▸ **EXERCISE GOAL**: Pull out every line in the entries below that contains the string "shutter", and copy each one in full.

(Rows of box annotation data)
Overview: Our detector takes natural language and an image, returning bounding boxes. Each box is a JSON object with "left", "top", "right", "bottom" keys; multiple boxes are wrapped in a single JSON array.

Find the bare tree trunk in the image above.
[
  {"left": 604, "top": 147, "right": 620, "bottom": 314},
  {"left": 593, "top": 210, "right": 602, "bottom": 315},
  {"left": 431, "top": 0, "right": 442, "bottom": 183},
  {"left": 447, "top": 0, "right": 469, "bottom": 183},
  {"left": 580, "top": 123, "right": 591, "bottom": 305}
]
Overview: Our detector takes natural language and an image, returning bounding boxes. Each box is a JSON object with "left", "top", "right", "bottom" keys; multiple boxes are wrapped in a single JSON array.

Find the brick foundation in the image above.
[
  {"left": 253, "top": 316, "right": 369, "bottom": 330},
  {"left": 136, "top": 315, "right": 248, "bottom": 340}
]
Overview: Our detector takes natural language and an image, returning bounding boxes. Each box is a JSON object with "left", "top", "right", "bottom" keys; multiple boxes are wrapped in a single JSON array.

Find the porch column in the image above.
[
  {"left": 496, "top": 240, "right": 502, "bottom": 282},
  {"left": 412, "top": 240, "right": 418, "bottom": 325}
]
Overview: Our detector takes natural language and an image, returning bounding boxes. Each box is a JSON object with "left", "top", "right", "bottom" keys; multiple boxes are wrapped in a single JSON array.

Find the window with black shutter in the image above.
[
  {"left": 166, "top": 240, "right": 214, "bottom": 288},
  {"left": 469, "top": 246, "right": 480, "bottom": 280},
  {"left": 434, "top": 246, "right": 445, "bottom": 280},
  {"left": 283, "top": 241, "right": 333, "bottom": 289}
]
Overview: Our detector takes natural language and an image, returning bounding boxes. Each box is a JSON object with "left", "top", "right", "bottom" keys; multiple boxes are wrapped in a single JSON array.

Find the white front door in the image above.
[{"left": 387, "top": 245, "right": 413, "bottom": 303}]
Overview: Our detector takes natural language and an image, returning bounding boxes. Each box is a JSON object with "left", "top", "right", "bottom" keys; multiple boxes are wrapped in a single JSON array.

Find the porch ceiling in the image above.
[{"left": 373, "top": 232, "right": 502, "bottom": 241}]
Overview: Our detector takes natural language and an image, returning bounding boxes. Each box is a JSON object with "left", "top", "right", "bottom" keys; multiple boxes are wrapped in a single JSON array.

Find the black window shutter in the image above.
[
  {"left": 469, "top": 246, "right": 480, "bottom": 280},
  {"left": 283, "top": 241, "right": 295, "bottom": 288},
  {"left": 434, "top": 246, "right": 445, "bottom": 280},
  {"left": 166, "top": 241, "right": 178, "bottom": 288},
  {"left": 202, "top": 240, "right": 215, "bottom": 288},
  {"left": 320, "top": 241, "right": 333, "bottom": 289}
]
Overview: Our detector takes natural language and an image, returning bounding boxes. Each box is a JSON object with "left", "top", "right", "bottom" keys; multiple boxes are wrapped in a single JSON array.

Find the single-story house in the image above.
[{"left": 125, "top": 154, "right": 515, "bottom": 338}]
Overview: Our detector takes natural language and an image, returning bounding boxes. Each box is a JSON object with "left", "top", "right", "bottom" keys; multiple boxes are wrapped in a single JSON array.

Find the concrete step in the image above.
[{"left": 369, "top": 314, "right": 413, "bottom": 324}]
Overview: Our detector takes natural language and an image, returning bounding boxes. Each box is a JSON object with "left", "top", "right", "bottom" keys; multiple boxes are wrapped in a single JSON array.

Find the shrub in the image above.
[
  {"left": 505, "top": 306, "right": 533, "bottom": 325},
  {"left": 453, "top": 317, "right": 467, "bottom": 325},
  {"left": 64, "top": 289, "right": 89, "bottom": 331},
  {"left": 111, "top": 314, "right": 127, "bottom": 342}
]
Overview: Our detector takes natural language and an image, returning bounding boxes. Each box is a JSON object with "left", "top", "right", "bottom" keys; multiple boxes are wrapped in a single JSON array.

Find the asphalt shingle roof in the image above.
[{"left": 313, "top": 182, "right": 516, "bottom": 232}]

▸ **COMPLETE ANSWER**:
Find the window with black shutter in the image above.
Find the black window shutter in the image above.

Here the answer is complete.